> [What this task involves]: Reproduce every line of the listing below word for word, with nothing changed.

──────── Records for the task

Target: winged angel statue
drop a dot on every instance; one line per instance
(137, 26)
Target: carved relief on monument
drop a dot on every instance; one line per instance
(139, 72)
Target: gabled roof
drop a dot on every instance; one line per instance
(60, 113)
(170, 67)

────────────────

> [Full answer]:
Target: winged angel statue
drop a dot on every instance; one line per instance
(137, 26)
Target: carved relief on monument
drop a dot on every instance; one line per instance
(139, 72)
Target: gabled roof
drop a dot on every instance; one line per instance
(60, 113)
(170, 67)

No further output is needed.